- _Exercise task_
All of the data below must be repeated exactly.

- _Data records_
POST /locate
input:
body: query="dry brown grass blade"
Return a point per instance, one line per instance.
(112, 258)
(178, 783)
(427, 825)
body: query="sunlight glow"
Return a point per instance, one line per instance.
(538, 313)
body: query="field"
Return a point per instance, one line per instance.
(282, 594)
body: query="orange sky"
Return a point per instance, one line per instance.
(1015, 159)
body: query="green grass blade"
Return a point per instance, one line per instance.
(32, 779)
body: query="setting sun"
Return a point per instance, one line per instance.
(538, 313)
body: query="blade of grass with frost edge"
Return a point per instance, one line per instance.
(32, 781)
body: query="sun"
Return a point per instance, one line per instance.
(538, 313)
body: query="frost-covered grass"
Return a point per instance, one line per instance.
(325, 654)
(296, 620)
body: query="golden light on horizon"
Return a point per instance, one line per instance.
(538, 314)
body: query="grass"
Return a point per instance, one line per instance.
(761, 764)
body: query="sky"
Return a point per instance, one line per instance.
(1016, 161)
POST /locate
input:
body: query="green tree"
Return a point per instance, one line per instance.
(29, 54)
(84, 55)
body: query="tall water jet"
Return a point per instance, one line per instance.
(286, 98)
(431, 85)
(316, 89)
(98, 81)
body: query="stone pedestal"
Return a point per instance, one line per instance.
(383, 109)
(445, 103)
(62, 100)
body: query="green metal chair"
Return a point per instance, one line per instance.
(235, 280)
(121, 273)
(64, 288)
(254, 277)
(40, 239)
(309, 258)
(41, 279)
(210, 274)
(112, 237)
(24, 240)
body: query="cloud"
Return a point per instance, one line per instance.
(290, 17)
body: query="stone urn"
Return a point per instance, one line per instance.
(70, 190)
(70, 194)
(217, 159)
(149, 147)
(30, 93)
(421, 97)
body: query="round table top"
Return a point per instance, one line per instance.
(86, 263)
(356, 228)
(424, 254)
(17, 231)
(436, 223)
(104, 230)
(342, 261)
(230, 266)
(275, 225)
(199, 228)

- _Solution_
POST /locate
input:
body: query="dry brown grass blade"
Return a point per instance, one line per instance.
(112, 258)
(178, 783)
(427, 825)
body: query="sunlight glow"
Return a point per instance, one line per instance.
(538, 313)
body: query="field"
Return a point per instance, one line per instance.
(282, 594)
body: query="orange sky"
Return a point per instance, one line per instance.
(1015, 159)
body: query="green grass blade"
Return a point per instance, one line per instance.
(32, 779)
body: query="setting sun"
Return a point per instance, one line per instance.
(538, 313)
body: query="blade of grass with frost edge"
Return a point per instance, one line per instance.
(32, 781)
body: query="sun"
Return a point per instance, one line per instance.
(538, 313)
body: query="frost-covered grass"
Return a point per instance, one line per instance.
(325, 654)
(296, 620)
body: query="golden light on horizon"
Return a point per instance, one line per instance.
(538, 314)
body: query="grass"
Return a point per instance, one line per instance.
(761, 764)
body: query="sky"
Return a point per instance, one line per instance.
(1016, 161)
POST /locate
input:
body: query="green tree"
Return a point per instance, one line per instance.
(29, 54)
(84, 55)
body: query="tall water jet"
Return a point per instance, one line per instance.
(286, 98)
(431, 85)
(316, 89)
(98, 81)
body: query="stone pedestal"
Return a point per instance, one line per instance.
(383, 109)
(445, 103)
(62, 100)
body: query="green metal chair"
Return a point per instance, one line per instance.
(235, 280)
(121, 273)
(64, 288)
(254, 277)
(40, 239)
(309, 258)
(41, 279)
(210, 274)
(112, 237)
(24, 240)
body: query="cloud"
Return a point per instance, one line per instance.
(290, 17)
body: query="stone urn"
Return a point per instance, one line per instance.
(70, 190)
(70, 194)
(217, 159)
(149, 147)
(30, 93)
(421, 97)
body: query="round table top"
Return a point per instance, one line per instance.
(86, 263)
(356, 228)
(424, 254)
(17, 231)
(436, 223)
(104, 230)
(342, 261)
(230, 266)
(275, 225)
(199, 228)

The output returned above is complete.